--- START OF DOCUMENT SECTION ---

4.  Canonical Encoding Model

   There was some confusion, in earlier versions of these documents,
   regarding the model for when email data was to be converted to
   canonical form and encoded, and in particular how this process would
   affect the treatment of CRLFs, given that the representation of
   newlines varies greatly from system to system.  For this reason, a
   canonical model for encoding is presented below.

   The process of composing a MIME entity can be modeled as being done
   in a number of steps.  Note that these steps are roughly similar to
   those steps used in PEM [RFC-1421] and are performed for each
   "innermost level" body:

    (1)   Creation of local form.

          The body to be transmitted is created in the system's
          native format.  The native character set is used and,
          where appropriate, local end of line conventions are
          used as well.  The body may be a UNIX-style text file,
          or a Sun raster image, or a VMS indexed file, or audio
          data in a system-dependent format stored only in
          memory, or anything else that corresponds to the local
          model for the representation of some form of
          information.  Fundamentally, the data is created in the
          "native" form that corresponds to the type specified by
          the media type.

    (2)   Conversion to canonical form.

          The entire body, including "out-of-band" information
          such as record lengths and possibly file attribute
          information, is converted to a universal canonical
          form.  The specific media type of the body as well as
          its associated attributes dictate the nature of the
          canonical form that is used.  Conversion to the proper
          canonical form may involve character set conversion,
          transformation of audio data, compression, or various
          other operations specific to the various media types.
          If character set conversion is involved, however, care
          must be taken to understand the semantics of the media
          type, which may have strong implications for any
          character set conversion, e.g. with regard to
          syntactically meaningful characters in a text subtype
          other than "plain".

          For example, in the case of text/plain data, the text
          must be converted to a supported character set and
          lines must be delimited with CRLF delimiters in
          accordance with RFC 822.  Note that the restriction on
          line lengths implied by RFC 822 is eliminated if the
          next step employs either quoted-printable or base64
          encoding.

    (3)   Apply transfer encoding.

          A Content-Transfer-Encoding appropriate for this body
          is applied.  Note that there is no fixed relationship
          between the media type and the transfer encoding.  In
          particular, it may be appropriate to base the choice of
          base64 or quoted-printable on character frequency
          counts which are specific to a given instance of a
          body.

    (4)   Insertion into entity.

          The encoded body is inserted into a MIME entity with
          appropriate headers. The entity is then inserted into
          the body of a higher-level entity (message or
          multipart) as needed.

   Conversion from entity form to local form is accomplished by
   reversing these steps. Note that reversal of these steps may produce
   differing results since there is no guarantee that the original and
   final local forms are the same.

   It is vital to note that these steps are only a model; they are
   specifically NOT a blueprint for how an actual system would be built.

--- END OF DOCUMENT SECTION ---

• [REQUEST 1]: Can you repeat the records from the line containing "Looking for: green grass pitch" through the last line of the records, including both ends?
The text and the records have nothing to do with each other.

--- START OF DATA FOR THE TASK ---

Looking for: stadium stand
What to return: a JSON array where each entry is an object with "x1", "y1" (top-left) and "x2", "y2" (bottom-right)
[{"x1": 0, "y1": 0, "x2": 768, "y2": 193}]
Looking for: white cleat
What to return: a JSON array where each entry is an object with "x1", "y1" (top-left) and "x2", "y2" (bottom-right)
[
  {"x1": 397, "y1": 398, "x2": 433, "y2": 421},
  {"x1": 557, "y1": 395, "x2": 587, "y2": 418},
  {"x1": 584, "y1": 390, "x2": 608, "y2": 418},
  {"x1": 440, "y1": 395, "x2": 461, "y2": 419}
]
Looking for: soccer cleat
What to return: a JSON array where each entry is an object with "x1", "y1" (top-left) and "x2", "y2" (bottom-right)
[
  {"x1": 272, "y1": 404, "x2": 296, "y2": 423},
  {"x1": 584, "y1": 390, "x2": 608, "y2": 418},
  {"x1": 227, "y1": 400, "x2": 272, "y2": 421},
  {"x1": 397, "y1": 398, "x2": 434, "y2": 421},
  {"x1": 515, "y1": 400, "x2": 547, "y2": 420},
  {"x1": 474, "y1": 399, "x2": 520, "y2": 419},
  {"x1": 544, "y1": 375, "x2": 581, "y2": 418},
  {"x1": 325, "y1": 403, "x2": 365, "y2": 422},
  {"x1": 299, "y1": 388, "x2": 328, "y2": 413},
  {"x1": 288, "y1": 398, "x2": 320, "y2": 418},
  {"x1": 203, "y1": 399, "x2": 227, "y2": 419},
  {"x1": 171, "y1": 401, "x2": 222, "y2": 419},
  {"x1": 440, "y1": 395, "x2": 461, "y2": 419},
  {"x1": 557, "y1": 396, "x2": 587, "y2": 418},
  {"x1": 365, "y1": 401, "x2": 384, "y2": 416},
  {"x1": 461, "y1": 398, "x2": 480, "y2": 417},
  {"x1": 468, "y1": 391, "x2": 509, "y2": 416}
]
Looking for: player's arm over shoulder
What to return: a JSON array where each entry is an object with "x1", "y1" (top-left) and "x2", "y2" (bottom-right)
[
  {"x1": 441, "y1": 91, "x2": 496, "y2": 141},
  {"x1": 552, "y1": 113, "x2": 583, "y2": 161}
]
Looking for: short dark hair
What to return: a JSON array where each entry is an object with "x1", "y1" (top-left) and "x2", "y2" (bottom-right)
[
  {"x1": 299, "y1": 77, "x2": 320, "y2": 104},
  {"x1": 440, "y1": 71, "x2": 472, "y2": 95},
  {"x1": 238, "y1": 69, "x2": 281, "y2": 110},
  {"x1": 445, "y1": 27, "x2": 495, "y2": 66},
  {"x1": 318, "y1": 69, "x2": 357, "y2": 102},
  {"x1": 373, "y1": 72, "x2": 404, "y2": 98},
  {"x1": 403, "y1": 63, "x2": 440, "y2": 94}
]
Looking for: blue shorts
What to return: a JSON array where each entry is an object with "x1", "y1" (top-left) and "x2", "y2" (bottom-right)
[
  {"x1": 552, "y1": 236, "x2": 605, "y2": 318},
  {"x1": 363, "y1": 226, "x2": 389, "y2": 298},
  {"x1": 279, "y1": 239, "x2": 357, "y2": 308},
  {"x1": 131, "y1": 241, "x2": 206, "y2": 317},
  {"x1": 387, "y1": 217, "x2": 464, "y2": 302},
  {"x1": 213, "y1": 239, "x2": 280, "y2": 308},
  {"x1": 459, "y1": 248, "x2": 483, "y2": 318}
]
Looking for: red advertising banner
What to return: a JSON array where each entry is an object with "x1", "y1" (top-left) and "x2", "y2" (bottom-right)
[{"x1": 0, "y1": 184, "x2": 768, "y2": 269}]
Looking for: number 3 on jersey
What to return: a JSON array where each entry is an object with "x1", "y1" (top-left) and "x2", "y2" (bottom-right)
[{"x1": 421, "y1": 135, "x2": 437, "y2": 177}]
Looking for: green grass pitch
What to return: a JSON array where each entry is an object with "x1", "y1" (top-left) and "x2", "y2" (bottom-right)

--- END OF DATA FOR THE TASK ---

• [REQUEST 2]: How would the MIME canonical encoding model section go on after its last sentence?

• [TASK ANSWER 1]:
Looking for: green grass pitch
What to return: a JSON array where each entry is an object with "x1", "y1" (top-left) and "x2", "y2" (bottom-right)

• [TASK ANSWER 2]:
   In particular, the model fails to account for two common designs:

    (1)   In many cases the conversion to a canonical form prior
          to encoding will be subsumed into the encoder itself,
          which understands local formats directly.  For example,
          the local newline convention for text bodies might be
          carried through to the encoder itself along with
          knowledge of what that format is.

    (2)   The output of the encoders may have to pass through one
          or more additional steps prior to being transmitted as
          a message.  As such, the output of the encoder may not
          be conformant with the formats specified by RFC 822.
          In particular, once again it may be appropriate for the
          converter's output to be expressed using local newline
          conventions rather than using the standard RFC 822 CRLF
          delimiters.

   Other implementation variations are conceivable as well.  The vital
   aspect of this discussion is that, in spite of any optimizations,
   collapsings of required steps, or insertion of additional processing,
   the resulting messages must be consistent with those produced by the
   model described here.  For example, a message with the following
   header fields:

     Content-type: text/foo; charset=bar
     Content-Transfer-Encoding: base64

   must be first represented in the text/foo form, then (if necessary)
   represented in the "bar" character set, and finally transformed via
   the base64 algorithm into a mail-safe form.

   NOTE: Some confusion has been caused by systems that represent
   messages in a format which uses local newline conventions which
   differ from the RFC822 CRLF convention.  It is important to note that
   these formats are not canonical RFC822/MIME.  These formats are
   instead *encodings* of RFC822, where CRLF sequences in the canonical
   representation of the message are encoded as the local newline
   convention.  Note that formats which encode CRLF sequences as, for
   example, LF are not capable of representing MIME messages containing
   binary data which contains LF octets not part of CRLF line separation
   sequences.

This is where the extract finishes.